◆ Text section ◆
——
With the popularity of smart homes, in addition to common smart lighting, smart vacuum cleaners have become the 'cleaning assistants' in modern households, especially for the lazy. However, most smart vacuum cleaners available on the market are not that smart when they are 'working': they can easily get stuck in corners and become immobile. This high-intensity work can lead to motor overload, increased energy consumption, and even safety hazards such as circuit shorts. How can we ensure that vacuum cleaners are both efficient and safe? Besides high-end machines that come with LiDAR and cameras, there is another key player that works quietly – the current sensor. This article will delve into the core role of current detection in vacuum cleaners, compare different technical solutions, and provide a detailed analysis of a typical sensor chip and its applications. There is an case from CHIPSENSE current sensor.
Safety hazards of the sweeping machine
1.Motor overload: The main brush, side brush, or drive motor may get stuck due to foreign objects or tangled hair during the cleaning process, leading to a surge in current and damaging the motor.
2.Battery safety: Overcurrent, overcharging, or over-discharging during the charge-discharge process of lithium batteries can shorten battery life and even trigger safety accidents.
3. Circuit faults: Short circuits or poor contacts may cause the equipment to suddenly lose power or burn out.
Why does a robot vacuum need accurate current sensing?
Before discussing 'how', we first need to understand 'why'. For a robot vacuum, precise current detection is essential, and it directly relates to three core issues:
1. Battery safety and endurance management (BMS): How to accurately calculate the remaining charge (SOC) to prevent overcharging and over-discharging? How to immediately cut off power when the motor gets stuck and causes a sudden surge in current, preventing the battery from overheating or even catching fire?
2. Intelligent control and protection of motors: How can a vacuum cleaner automatically increase torque (suction or brush power) when encountering a thick carpet? How can it determine if the main brush is entangled with hair (load change), thus triggering a reverse or alarm?
3. System energy consumption optimization: How to precisely control power output in different working modes (silent, standard, powerful) to achieve optimal energy efficiency?
All these questions rely on real-time, high-precision, isolated measurement of motor current and battery current. And CHIPSENSE current sensors meet this needs. These issues are the problems that CHIPSENSE current sensor is dedicated to solving.
——
◆ Material supplied ◆
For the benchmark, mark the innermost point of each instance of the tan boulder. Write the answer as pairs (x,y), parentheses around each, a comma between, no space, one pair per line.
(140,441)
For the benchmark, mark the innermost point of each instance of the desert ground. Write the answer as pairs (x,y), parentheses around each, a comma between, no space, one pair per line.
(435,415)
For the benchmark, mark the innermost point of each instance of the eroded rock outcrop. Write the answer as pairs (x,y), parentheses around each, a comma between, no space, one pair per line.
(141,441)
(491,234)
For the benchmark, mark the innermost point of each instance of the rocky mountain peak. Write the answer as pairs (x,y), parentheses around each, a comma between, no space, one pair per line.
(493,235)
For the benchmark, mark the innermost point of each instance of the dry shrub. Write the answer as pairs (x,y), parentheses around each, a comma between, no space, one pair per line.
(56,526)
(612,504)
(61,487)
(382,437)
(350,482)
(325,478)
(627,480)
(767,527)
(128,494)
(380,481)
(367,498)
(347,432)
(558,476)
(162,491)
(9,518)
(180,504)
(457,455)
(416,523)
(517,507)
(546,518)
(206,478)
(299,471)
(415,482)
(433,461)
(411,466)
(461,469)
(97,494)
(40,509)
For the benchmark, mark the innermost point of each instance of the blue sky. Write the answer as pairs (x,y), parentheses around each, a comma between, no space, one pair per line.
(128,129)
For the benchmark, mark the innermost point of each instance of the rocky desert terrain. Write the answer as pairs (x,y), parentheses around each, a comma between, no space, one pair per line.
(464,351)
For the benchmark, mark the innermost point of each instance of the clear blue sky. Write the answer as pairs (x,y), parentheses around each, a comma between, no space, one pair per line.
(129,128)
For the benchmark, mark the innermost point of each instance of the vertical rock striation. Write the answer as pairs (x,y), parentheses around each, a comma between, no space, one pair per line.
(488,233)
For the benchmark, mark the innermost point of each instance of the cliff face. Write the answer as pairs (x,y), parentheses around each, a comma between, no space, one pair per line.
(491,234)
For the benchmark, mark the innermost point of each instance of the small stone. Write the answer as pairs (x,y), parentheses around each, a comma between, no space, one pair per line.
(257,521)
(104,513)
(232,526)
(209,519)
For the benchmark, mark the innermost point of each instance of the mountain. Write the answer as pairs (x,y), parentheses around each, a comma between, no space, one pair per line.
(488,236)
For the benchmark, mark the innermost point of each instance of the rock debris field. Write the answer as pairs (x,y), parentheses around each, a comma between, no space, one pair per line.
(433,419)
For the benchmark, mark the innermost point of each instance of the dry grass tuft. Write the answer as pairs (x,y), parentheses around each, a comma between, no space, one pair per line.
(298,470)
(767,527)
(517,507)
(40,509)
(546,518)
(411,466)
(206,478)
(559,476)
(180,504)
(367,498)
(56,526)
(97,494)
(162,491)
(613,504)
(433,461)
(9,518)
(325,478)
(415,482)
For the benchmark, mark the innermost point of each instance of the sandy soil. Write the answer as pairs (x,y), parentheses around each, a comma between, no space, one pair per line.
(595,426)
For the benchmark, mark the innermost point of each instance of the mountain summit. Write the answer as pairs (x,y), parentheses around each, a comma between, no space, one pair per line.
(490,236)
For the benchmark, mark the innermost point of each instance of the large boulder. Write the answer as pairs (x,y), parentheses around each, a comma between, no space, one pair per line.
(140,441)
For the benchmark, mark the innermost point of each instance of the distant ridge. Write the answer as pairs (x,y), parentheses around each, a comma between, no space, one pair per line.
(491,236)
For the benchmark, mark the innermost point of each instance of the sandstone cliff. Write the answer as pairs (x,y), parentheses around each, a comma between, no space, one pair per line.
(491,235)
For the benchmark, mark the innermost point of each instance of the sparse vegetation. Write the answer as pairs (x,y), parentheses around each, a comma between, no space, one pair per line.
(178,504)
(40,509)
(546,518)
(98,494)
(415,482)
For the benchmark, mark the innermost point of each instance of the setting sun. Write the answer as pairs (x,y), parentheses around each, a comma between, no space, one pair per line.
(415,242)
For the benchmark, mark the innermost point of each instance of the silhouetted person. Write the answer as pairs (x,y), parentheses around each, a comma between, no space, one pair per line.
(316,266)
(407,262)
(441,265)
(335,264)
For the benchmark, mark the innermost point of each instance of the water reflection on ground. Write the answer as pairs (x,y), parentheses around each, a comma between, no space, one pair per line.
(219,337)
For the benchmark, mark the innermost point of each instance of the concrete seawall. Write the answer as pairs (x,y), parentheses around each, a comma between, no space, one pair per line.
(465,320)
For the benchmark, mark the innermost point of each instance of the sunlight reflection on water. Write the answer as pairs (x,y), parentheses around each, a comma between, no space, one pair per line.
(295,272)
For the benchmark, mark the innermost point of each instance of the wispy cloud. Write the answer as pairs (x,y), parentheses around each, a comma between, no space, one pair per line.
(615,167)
——
◆ Goals ◆
A - In the text on current sensing in robot vacuums, what three working modes are listed for controlling power output?
B - Go on with the text on current sensing in robot vacuums, starting after its final sentence.

◆ Outputs for the tasks ◆
A - Silent, standard, and powerful.

B -
The Electrical Architecture and Current Detection Points of Vacuum Cleaners
The typical electrical architecture of a vacuum cleaner is simplified as follows, where the core task of the current sensor is to accurately measure the current at these points and convert it into a voltage signal that can be read by the MCU:
Comparison of Solutions: Hall Current Sensors vs Traditional Solutions
In engineering implementation, current detection mainly has two classic technical paths: shunt resistors based on Ohm's law and Hall effect sensors based on the principle of magnetic induction. There are significant differences in principles, performance, and applications between the two.
1)Shunt Resistor Solution
Principle:
Its core is Ohm's Law (V = I×R). A precision, low-resistance resistor (shunt) is connected in series to the current path to be measured, measuring the small voltage drop generated across that resistor when current flows through it. This millivolt-level voltage signal is then amplified by an amplifier, and the current value is calculated by the ADC of the MCU.
Advantages:
1.Low cost: The cost of a single resistor element is extremely low.
2.High precision: Very high measurement accuracy can be achieved at room temperature.
3.High bandwidth: Fast response speed with no delay, suitable for current detection at extremely high frequencies.
Disadvantages:
1.No electrical isolation: The measuring circuit shares a ground with the high-voltage bus being measured, posing a risk of high voltage leaking into the low-voltage control circuit.
2.There is ohmic loss: The loss is I²R. In high current applications, the resistor itself will heat up, not only causing energy waste but also affecting measurement accuracy due to temperature drift, which may even require additional thermal management.
3. High layout requirements: Measuring millivolt-level signals is easily affected by noise from other power circuits on the PCB, thus imposing strict requirements on layout and routing.
1)Hall Effect Current Sensor Scheme (taking CHIPSENSE AN1V PB511 series current sensor as an example)
Principle:Utilizing the Hall effect, the magnetic field generated by the current is concentrated onto the Hall chip through the magnetic core inside the sensor. The chip outputs a voltage signal proportional to the magnetic field strength, thereby indirectly measuring the current. Signal conditioning and amplification have been completed internally within the sensor.•
Advantages:
a.Natural electrical isolation: The primary side (current path) is insulated from the secondary side (signal output) (CHIPSENSE AN1V current sensor isolation withstand voltage up to 4.8kV), completely eliminating common ground issues, resulting in high system safety.
b.Nearly zero loss: Non-contact measurement, with extremely low primary side resistance (the Rp of CHIPSENSE AN1V current sensor is only 100μΩ), generating almost no heat and not affecting the measured circuit.
c.Easy to integrate: Provides modulated voltage output (such as Vout=2.5V±ΔV for AN1V), simple interface directly connecting to the MCU's ADC, greatly simplifying system design. The current sensor design of CHIPSENSE meets customer’s need.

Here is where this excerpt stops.